§ **Direction**:
Nothing but the lines from the one containing "Question. The photograph above contains instances of the clear" to the end of the data should be returned, each exactly as written.

** START **

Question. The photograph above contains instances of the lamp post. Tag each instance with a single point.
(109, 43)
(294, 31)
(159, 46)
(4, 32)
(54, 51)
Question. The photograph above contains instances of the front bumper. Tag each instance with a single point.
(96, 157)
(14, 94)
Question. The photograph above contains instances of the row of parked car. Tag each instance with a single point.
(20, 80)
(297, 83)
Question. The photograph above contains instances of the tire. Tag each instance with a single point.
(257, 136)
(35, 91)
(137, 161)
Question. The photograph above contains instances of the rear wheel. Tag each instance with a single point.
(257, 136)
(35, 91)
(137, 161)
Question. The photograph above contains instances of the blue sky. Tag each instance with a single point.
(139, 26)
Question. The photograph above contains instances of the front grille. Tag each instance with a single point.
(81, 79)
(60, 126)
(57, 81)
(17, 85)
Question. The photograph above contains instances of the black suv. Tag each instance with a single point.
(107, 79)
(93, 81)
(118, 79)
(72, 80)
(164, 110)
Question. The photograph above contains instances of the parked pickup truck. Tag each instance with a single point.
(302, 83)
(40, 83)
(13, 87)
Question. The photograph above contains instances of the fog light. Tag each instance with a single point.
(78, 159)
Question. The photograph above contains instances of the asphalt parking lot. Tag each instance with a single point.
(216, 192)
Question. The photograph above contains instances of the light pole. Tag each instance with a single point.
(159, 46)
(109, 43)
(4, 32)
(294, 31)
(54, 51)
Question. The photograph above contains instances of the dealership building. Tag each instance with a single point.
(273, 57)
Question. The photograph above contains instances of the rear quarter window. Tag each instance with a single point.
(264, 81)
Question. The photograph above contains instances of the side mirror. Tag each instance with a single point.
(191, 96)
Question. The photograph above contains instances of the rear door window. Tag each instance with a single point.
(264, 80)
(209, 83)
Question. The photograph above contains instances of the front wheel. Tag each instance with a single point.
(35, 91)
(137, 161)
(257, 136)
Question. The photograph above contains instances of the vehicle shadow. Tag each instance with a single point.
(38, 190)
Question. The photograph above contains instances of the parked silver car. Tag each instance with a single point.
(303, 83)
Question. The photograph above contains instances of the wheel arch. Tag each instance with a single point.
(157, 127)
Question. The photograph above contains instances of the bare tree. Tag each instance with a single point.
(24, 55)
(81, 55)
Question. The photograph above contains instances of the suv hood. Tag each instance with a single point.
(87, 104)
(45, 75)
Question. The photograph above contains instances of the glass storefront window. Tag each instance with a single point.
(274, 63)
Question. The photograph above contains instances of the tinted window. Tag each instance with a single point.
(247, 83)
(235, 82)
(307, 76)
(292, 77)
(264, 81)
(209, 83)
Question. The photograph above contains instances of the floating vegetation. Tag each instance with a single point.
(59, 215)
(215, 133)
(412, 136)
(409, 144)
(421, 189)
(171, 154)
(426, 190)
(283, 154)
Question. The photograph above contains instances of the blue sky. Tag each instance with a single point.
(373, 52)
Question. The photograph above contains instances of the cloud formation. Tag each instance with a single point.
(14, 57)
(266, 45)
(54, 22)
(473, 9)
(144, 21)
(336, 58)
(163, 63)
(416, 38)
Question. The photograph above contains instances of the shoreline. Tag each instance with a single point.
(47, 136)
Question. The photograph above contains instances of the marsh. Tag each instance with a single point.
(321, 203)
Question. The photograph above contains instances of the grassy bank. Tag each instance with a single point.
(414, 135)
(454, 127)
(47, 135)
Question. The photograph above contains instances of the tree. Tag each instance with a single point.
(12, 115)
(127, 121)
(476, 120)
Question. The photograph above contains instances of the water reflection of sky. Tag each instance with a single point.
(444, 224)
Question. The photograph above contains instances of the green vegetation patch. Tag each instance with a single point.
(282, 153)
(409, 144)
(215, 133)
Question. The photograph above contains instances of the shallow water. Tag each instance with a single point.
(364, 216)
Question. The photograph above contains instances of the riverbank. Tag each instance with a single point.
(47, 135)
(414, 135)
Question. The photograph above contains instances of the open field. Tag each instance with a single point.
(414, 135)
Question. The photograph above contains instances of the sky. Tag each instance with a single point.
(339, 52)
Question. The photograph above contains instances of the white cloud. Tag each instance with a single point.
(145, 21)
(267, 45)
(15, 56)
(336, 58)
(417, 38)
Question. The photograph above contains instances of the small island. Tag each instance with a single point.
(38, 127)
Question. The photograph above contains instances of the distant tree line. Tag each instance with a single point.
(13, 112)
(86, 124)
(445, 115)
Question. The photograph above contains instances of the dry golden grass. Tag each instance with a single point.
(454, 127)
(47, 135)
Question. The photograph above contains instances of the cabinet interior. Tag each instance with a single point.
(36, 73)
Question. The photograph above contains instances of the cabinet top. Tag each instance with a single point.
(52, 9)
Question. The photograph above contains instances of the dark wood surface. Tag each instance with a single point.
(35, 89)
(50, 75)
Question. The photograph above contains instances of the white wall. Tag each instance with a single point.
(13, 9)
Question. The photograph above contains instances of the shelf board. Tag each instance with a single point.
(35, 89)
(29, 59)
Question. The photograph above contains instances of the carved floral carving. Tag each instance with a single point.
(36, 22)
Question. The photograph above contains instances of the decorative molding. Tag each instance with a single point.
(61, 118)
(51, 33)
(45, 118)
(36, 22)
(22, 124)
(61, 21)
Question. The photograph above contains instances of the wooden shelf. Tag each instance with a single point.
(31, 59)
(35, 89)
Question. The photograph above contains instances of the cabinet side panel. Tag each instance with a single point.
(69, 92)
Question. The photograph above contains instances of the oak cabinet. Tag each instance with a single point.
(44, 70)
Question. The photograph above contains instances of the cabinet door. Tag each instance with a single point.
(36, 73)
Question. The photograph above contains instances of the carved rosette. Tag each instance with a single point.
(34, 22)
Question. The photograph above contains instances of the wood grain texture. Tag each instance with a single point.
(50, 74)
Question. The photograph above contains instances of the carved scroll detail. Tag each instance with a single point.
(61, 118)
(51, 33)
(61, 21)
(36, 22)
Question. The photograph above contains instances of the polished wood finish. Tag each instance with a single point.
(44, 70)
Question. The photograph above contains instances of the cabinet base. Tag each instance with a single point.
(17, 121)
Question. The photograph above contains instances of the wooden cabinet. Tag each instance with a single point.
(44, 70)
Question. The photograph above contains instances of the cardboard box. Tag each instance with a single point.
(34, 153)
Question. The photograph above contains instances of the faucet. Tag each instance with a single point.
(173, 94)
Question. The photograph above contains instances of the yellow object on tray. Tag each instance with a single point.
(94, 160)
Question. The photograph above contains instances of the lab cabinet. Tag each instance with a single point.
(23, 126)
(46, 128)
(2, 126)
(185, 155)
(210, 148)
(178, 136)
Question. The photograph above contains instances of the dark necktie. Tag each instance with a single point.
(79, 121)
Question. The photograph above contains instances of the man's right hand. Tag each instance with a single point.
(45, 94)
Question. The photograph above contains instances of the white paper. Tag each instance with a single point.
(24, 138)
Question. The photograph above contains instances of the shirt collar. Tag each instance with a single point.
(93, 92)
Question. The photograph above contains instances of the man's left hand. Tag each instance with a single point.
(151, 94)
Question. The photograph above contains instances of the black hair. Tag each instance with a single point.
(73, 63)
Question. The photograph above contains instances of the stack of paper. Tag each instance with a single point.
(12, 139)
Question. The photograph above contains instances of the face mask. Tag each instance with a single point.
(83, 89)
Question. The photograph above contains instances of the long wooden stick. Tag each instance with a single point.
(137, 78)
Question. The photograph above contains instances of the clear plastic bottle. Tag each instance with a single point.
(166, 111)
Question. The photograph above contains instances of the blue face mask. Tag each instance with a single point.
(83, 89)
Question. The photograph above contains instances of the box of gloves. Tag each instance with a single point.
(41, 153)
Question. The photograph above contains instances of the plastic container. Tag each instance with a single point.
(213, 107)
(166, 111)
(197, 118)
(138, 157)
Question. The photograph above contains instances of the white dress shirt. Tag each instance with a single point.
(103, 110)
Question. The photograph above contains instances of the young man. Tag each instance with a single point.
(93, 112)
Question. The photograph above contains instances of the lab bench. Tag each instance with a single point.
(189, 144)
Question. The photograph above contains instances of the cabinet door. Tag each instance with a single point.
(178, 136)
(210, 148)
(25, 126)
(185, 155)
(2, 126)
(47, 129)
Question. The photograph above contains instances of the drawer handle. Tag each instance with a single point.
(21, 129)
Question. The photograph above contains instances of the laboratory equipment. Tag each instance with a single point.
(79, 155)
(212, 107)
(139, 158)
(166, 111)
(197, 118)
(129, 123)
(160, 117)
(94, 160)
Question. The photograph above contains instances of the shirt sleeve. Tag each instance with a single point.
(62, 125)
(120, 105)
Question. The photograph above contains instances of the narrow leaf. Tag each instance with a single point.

** END **

§ **Solution for this problem**:
Question. The photograph above contains instances of the clear plastic bottle. Tag each instance with a single point.
(166, 111)
Question. The photograph above contains instances of the blue face mask. Tag each instance with a single point.
(83, 89)
Question. The photograph above contains instances of the box of gloves. Tag each instance with a single point.
(41, 153)
Question. The photograph above contains instances of the plastic container. Tag each instance with a single point.
(213, 107)
(166, 111)
(197, 118)
(138, 157)
Question. The photograph above contains instances of the white dress shirt. Tag each instance with a single point.
(103, 110)
Question. The photograph above contains instances of the young man. Tag each instance with a single point.
(93, 112)
Question. The photograph above contains instances of the lab bench. Tag each instance with a single point.
(189, 144)
Question. The photograph above contains instances of the cabinet door. Tag each instance with a single point.
(178, 136)
(210, 148)
(25, 126)
(185, 155)
(2, 126)
(47, 129)
Question. The photograph above contains instances of the drawer handle. Tag each instance with a single point.
(21, 129)
Question. The photograph above contains instances of the laboratory equipment. Tag each instance with a single point.
(79, 155)
(212, 107)
(139, 158)
(166, 111)
(197, 118)
(129, 123)
(160, 117)
(94, 160)
Question. The photograph above contains instances of the shirt sleeve. Tag each instance with a single point.
(62, 125)
(120, 105)
Question. The photograph above contains instances of the narrow leaf. Tag each instance with a single point.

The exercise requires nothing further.